→ Records to use:

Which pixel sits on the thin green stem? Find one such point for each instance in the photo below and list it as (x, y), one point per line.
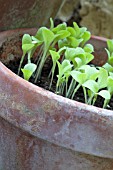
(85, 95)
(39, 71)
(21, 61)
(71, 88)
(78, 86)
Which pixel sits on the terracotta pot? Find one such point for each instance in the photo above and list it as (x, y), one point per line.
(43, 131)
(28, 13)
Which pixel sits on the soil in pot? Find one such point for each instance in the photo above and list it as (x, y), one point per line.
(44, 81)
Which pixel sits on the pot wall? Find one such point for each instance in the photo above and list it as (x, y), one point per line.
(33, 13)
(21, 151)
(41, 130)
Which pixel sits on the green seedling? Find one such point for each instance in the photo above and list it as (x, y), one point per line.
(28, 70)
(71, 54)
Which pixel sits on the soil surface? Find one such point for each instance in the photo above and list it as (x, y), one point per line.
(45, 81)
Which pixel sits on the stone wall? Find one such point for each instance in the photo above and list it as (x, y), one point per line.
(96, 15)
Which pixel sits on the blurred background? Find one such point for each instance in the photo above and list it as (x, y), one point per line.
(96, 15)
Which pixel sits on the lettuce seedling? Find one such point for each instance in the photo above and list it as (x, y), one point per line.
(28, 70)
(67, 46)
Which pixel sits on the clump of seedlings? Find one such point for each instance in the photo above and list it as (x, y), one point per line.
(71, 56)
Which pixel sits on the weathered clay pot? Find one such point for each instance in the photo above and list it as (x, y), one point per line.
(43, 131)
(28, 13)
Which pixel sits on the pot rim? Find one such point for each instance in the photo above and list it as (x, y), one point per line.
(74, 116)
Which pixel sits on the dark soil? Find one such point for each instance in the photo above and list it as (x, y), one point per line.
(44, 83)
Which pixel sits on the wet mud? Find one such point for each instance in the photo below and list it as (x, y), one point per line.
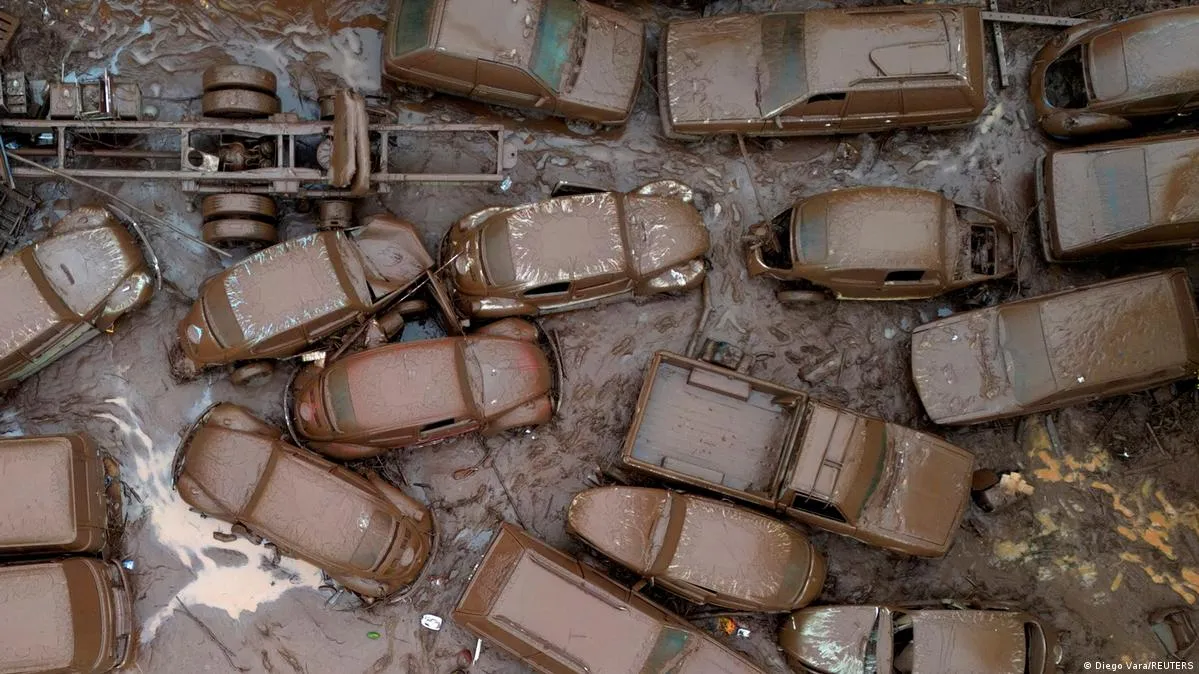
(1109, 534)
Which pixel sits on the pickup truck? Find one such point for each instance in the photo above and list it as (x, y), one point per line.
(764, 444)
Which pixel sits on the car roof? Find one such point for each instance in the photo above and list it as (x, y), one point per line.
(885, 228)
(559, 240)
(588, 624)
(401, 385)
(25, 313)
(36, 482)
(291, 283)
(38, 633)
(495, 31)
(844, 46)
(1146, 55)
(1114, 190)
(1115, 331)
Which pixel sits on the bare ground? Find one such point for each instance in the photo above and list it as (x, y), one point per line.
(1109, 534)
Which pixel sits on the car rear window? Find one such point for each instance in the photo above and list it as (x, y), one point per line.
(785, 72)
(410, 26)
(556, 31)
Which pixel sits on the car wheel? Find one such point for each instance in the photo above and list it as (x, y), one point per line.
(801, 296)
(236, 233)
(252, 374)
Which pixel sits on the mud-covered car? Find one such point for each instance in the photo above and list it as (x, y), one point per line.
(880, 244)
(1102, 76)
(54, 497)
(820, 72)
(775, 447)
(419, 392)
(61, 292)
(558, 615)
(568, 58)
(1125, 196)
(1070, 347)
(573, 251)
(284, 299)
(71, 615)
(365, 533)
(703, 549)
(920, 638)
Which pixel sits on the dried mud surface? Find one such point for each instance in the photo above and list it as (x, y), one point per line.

→ The request: Take the entries shown above and quote them verbatim, passing over the pictures.

→ Output for this task:
Which pixel sits on the thin green stem? Find one such point for each instance in the photo below and list it as (x, y), one point per line.
(85, 95)
(39, 71)
(21, 61)
(71, 88)
(78, 86)
Which pixel sits on the terracotta pot? Find one such point for each instance in the photo above and list it as (x, y), one point per line.
(43, 131)
(28, 13)
Which pixel sits on the soil in pot? Find one such point for each instance in the photo above and list it as (x, y), one point per line.
(44, 81)
Which pixel sits on the pot wall? Find one such point for each instance in the photo above and list it as (x, y), one point per line.
(33, 13)
(21, 151)
(41, 130)
Which pixel sits on the green seedling? Find one such point for each instance in the photo above and list it as (x, y), one point per line.
(28, 70)
(71, 54)
Which pixel sits on the soil surface? Find one such point for each instance in the photo above and list it as (x, y), one point per line.
(45, 81)
Which pixel sits on the stone wall? Find one such point for each instance in the photo above and list it as (x, y), one point per line.
(96, 15)
Which pixel sits on the blurred background? Find one such point for each instance in the photo above and list it as (x, y), one point per line.
(96, 15)
Which pixel sits on the lettuce seedling? Find one such point for each instance in the photo above and list it as (x, y), one point per line.
(28, 70)
(67, 46)
Which pixel sits on the clump of seedlings? Find one such point for each instance in the photo above and list it as (x, y), one point per line.
(71, 56)
Which pixel sits on the weathered clay pot? Find one such point for each instance in the photo above and list it as (x, y), one point per line.
(43, 131)
(28, 13)
Which pixel sits on the pot rim? Find one such point for each instance in the photo above and list it as (x, y), one point per line.
(74, 116)
Which pixel sits on the dark soil? Find one such point for each instance in the photo above and list it as (x, y), one point per line.
(44, 83)
Which pixel sits on the wet mud? Find one such point for each instance in the photo below and list it as (x, y), one point per line.
(1109, 534)
Which pixel sits on the pickup truck? Find one such point for each instance in the photo above and list it as (x, y), one point per line.
(764, 444)
Which pixel sits on the car roof? Find one such point for each instance in the photo above and list it as (x, y), one point per line.
(885, 228)
(559, 240)
(588, 624)
(401, 385)
(25, 313)
(36, 482)
(291, 283)
(38, 633)
(495, 31)
(844, 46)
(1146, 55)
(1114, 190)
(1115, 331)
Which pixel sits on the bare ground? Find one such point for each instance in the photo above and list it as (x, y), one point per line.
(1109, 534)
Which pixel sits on the car rear window? Find one such point for each instance in the photo above and list it as (x, y), one point per line.
(785, 72)
(410, 26)
(556, 31)
Which pixel sits on the car wheel? Find one such point for each instance in the photo above and list it as (x, y), one point per line.
(801, 296)
(236, 233)
(252, 374)
Which pixel sits on the mud-covered car? Find one such point for each instance in the photo above and list it as (x, y), one point per line.
(880, 244)
(1102, 76)
(54, 497)
(820, 72)
(775, 447)
(419, 392)
(61, 292)
(558, 615)
(568, 58)
(1125, 196)
(1070, 347)
(573, 251)
(284, 299)
(71, 615)
(365, 533)
(703, 549)
(920, 638)
Which pixel sits on the dried mud surface? Find one such point for each instance in the photo above and list it as (x, y), one point per line.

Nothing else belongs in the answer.